(Excerpts of pointing data)
+ + + +
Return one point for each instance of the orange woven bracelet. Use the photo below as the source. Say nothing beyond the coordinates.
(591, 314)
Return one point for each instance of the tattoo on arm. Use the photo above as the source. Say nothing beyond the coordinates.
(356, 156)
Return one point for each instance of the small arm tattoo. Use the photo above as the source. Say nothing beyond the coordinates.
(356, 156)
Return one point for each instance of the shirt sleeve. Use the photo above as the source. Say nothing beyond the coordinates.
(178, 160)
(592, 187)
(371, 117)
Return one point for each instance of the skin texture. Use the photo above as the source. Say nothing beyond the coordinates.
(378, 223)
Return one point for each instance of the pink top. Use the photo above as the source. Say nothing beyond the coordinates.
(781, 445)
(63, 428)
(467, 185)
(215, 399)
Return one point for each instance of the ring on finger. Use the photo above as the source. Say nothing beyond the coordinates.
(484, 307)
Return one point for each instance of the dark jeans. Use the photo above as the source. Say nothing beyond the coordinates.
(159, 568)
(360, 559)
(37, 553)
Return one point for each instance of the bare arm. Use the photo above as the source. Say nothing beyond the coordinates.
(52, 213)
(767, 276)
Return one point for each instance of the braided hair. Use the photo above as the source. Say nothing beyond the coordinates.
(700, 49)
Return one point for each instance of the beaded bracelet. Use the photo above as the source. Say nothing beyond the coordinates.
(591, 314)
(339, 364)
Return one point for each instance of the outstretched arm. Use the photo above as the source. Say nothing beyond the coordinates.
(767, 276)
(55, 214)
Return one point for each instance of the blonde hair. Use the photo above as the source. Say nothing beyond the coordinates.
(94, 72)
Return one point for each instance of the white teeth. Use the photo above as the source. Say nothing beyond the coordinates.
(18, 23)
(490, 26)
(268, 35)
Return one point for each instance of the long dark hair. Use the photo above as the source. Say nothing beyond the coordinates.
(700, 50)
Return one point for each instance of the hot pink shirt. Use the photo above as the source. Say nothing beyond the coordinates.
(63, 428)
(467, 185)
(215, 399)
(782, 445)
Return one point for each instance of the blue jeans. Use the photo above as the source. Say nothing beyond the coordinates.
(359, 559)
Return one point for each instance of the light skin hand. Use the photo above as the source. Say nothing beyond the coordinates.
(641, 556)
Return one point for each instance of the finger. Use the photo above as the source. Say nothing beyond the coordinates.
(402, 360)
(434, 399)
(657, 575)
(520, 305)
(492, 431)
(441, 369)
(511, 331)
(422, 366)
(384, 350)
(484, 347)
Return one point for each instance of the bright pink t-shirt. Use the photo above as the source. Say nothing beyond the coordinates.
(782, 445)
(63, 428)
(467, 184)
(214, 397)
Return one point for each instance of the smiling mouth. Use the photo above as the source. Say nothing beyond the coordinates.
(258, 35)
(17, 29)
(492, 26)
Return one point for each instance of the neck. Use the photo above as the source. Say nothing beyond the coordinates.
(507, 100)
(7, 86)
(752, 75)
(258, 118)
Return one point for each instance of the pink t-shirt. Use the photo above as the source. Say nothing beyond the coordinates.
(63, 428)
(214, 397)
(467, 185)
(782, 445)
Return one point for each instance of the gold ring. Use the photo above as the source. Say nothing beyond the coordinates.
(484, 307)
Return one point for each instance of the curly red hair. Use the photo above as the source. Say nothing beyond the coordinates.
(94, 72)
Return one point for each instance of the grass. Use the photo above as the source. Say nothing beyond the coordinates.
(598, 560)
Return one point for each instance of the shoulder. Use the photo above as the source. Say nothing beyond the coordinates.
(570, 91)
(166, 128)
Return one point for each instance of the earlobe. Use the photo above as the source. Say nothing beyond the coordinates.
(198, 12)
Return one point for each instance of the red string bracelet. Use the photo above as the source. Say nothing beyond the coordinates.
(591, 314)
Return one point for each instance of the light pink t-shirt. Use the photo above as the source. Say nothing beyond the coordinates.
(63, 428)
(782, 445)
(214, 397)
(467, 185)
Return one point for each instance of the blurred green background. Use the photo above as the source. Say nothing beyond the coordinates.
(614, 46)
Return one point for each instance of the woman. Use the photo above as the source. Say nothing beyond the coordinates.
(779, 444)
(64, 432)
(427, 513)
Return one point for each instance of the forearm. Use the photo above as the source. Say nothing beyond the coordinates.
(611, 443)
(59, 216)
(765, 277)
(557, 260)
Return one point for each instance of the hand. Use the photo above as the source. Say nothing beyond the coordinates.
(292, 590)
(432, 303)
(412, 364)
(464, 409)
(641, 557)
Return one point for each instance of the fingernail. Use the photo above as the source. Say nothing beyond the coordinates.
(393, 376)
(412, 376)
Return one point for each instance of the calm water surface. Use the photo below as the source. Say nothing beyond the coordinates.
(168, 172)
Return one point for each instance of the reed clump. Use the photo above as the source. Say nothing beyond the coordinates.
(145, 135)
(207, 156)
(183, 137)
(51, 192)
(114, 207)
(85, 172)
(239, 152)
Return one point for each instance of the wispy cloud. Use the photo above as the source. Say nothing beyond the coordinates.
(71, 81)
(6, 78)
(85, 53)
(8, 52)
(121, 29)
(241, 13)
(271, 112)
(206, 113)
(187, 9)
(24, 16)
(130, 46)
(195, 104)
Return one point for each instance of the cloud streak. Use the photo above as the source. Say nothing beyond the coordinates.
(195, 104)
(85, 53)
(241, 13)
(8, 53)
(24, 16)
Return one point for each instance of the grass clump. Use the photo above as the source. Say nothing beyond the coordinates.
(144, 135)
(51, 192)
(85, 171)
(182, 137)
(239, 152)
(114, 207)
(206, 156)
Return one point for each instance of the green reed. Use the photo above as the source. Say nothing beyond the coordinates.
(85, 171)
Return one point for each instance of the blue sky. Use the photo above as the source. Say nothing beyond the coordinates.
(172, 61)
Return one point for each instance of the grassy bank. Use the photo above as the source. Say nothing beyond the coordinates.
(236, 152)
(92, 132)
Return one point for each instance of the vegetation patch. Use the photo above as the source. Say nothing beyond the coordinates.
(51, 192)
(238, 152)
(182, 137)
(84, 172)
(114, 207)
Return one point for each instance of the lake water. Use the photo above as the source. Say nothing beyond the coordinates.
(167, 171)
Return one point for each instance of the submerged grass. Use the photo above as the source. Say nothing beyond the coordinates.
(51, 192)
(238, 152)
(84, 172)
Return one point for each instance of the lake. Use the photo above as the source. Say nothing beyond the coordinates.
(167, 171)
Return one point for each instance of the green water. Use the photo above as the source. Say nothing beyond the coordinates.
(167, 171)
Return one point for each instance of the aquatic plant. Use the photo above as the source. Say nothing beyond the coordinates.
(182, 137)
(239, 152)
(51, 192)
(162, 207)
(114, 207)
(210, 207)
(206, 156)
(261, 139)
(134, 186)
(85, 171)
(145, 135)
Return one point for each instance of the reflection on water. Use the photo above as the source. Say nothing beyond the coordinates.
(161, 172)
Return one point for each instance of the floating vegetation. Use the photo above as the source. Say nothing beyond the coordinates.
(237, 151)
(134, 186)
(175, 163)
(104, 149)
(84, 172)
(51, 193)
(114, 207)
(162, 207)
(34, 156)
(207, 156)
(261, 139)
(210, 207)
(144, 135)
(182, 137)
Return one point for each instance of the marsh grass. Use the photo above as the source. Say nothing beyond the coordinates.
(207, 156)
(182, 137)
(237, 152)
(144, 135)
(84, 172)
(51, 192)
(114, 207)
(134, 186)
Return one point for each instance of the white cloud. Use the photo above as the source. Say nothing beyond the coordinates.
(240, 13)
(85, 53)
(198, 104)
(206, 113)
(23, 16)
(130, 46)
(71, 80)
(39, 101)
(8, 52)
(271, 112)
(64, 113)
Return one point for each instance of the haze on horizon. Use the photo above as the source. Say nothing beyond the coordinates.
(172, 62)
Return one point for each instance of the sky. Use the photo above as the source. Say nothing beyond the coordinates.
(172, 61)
+ + + +
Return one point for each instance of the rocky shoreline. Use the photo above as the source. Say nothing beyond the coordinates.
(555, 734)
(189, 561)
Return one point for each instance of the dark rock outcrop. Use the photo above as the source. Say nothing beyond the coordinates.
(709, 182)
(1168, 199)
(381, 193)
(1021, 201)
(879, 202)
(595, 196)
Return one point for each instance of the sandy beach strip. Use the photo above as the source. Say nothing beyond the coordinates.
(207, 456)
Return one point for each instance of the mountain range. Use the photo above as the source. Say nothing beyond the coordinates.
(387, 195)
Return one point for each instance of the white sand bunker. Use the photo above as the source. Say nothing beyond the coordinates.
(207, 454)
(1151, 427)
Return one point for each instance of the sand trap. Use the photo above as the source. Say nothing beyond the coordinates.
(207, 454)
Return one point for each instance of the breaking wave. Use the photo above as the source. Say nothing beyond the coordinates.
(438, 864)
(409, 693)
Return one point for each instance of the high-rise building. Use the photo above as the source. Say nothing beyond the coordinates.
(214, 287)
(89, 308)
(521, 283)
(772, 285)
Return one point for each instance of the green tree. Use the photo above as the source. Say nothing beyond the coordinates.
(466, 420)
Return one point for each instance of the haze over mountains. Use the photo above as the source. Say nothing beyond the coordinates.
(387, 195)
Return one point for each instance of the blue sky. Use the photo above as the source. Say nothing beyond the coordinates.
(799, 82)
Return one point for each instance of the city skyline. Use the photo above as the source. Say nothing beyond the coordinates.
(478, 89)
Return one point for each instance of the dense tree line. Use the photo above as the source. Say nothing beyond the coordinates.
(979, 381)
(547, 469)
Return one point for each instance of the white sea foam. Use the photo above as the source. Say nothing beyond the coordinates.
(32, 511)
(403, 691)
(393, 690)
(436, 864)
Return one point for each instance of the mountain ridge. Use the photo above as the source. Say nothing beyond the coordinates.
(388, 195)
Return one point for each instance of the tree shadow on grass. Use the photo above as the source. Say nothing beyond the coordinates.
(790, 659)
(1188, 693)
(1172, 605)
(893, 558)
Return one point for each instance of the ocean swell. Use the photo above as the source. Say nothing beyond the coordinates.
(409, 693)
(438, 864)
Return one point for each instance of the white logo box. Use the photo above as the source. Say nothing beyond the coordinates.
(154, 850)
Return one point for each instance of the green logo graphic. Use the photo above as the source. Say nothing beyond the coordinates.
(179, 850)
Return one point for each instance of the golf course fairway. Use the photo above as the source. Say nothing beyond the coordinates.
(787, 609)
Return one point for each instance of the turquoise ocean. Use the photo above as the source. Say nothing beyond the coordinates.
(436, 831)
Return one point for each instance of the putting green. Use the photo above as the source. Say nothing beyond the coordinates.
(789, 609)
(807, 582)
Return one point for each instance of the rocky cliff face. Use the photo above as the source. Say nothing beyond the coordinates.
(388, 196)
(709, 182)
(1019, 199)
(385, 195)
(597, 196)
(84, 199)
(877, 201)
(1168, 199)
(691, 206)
+ + + +
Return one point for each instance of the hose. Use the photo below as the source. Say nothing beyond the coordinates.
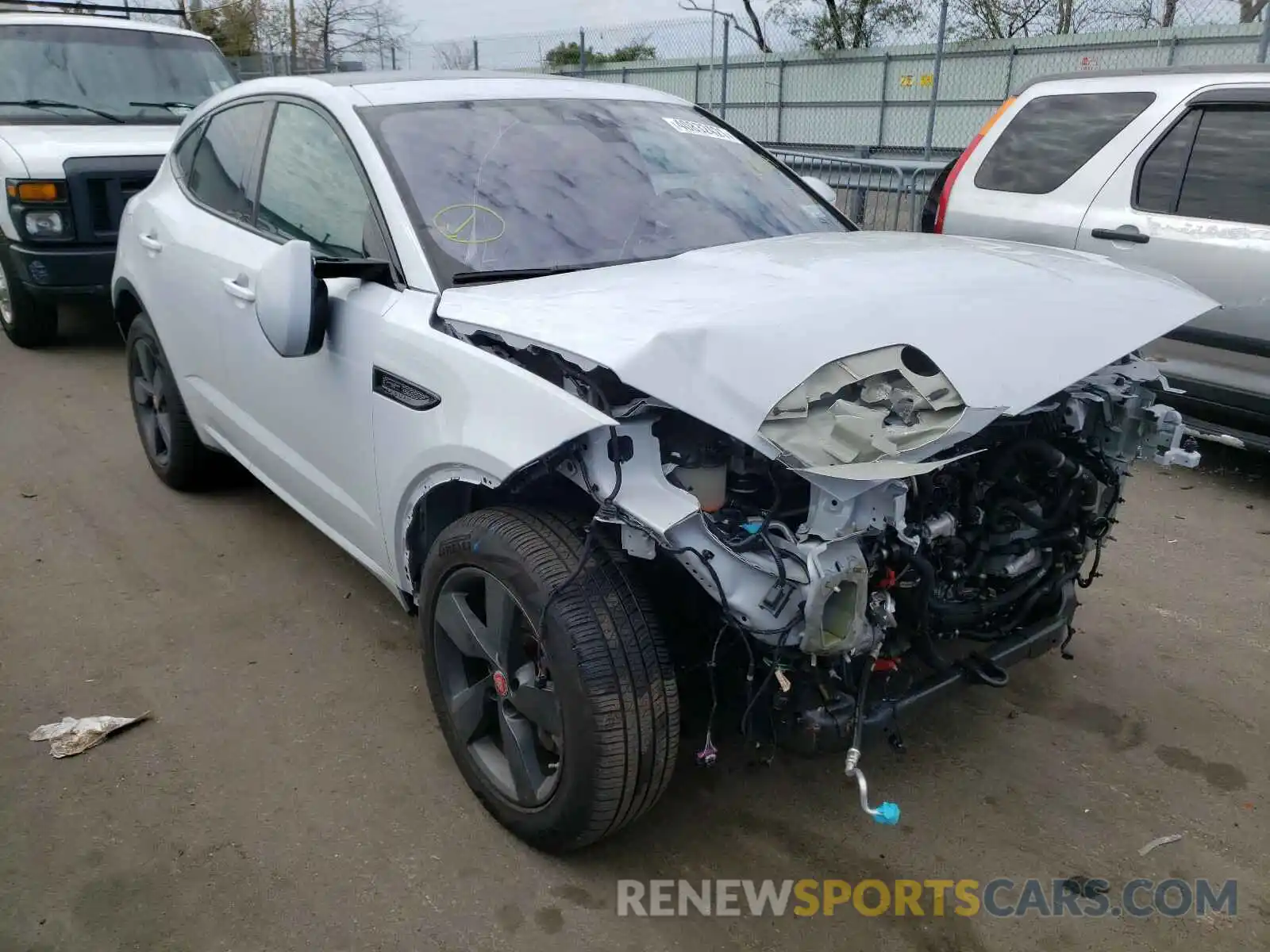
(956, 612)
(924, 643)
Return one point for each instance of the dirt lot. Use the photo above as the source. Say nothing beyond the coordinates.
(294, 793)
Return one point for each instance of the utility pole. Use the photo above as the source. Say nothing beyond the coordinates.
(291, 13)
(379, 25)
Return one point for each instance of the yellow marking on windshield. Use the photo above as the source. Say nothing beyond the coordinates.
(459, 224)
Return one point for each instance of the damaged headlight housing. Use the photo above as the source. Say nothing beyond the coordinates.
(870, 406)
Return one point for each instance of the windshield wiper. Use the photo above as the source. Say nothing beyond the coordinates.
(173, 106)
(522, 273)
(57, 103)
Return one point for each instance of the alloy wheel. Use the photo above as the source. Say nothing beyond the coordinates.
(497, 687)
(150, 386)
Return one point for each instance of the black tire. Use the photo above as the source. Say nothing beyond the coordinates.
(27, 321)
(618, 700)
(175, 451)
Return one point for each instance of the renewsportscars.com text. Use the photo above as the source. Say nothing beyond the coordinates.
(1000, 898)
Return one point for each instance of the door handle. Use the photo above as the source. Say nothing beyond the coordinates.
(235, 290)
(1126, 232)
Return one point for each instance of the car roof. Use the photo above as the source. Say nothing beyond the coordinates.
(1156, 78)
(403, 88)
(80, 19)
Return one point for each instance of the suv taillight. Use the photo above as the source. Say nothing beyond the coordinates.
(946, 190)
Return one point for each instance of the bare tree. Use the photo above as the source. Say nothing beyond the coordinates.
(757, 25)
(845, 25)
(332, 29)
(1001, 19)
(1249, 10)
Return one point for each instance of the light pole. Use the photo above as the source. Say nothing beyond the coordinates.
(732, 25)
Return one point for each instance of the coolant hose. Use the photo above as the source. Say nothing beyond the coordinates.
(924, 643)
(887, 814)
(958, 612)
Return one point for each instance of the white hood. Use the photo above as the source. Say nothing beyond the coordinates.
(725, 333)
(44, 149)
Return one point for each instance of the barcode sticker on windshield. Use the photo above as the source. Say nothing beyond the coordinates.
+ + + +
- _EXERCISE TASK_
Pull out every line above that contains the string "hose", copying each one in full. Case counts.

- _WRITTEN ANSWER_
Return one point for each instance of the hose. Use the photo below as the source. Say nothing beyond the coordinates.
Return one point for each instance of the coolant hose. Use the photo above as the source. Say nothing beyond the coordinates.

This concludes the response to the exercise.